» Brief:
Lift out, unaltered, the lines of the material below between the line holding "[indicate] red ribbon" and the line holding "[indicate] kraft paper", counting both.

» Given data:
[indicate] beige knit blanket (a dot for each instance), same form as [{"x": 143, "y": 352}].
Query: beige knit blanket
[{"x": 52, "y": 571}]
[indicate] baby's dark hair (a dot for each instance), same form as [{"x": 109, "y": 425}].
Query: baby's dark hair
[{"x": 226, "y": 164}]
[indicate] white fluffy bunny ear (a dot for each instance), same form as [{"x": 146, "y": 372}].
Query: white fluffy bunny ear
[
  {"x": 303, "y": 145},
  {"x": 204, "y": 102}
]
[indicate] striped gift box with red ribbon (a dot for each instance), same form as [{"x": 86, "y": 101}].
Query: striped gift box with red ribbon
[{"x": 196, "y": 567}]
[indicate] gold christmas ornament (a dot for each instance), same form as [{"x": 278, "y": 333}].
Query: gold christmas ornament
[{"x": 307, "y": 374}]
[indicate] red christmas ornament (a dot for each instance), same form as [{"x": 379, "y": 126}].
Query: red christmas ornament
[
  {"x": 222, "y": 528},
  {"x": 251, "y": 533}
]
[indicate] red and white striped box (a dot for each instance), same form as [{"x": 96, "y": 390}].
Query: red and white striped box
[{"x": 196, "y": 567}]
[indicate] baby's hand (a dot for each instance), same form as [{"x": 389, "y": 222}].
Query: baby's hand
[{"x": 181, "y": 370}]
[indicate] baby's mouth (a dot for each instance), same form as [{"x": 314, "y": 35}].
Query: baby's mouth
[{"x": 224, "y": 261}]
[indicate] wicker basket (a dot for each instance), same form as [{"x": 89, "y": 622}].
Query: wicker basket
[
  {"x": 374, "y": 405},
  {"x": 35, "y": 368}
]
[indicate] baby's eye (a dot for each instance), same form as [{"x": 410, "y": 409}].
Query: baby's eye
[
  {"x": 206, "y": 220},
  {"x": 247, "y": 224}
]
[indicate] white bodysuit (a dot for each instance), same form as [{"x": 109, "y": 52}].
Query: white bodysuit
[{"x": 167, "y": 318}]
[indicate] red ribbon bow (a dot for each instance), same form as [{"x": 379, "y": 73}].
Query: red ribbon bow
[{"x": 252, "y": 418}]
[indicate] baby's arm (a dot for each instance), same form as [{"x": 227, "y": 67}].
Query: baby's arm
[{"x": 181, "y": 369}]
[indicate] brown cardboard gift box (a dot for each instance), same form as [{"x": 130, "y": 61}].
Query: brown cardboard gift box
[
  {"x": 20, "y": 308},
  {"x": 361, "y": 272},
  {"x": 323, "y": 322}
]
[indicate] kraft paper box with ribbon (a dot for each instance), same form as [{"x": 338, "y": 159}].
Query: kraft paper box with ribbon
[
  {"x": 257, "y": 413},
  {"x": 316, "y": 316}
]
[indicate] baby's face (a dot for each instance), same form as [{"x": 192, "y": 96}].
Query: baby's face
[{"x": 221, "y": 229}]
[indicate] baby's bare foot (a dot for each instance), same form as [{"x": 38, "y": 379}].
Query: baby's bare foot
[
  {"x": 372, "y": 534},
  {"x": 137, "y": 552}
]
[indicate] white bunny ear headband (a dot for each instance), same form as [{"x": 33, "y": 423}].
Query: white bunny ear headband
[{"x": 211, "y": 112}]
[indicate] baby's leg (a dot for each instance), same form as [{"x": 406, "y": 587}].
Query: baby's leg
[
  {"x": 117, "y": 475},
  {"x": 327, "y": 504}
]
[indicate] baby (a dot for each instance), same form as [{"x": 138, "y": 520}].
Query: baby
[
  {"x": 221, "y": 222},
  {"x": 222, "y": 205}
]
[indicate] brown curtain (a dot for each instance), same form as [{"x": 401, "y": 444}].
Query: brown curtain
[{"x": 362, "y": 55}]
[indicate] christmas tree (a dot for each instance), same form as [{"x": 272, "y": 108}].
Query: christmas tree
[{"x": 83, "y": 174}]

» Task answer:
[indicate] red ribbon bow (a dot for each instance), same form as [{"x": 379, "y": 73}].
Query: red ribbon bow
[{"x": 252, "y": 418}]
[indicate] baby's arm (a dot for each instance), same form as [{"x": 227, "y": 67}].
Query: baby's arm
[{"x": 181, "y": 369}]
[indicate] brown cardboard gift box (a dot for each instance), same form as [{"x": 130, "y": 61}].
Query: brown cardboard gift box
[
  {"x": 20, "y": 308},
  {"x": 361, "y": 272},
  {"x": 323, "y": 322}
]
[indicate] kraft paper box with ribbon (a dot for each instance), same form as [{"x": 338, "y": 159}].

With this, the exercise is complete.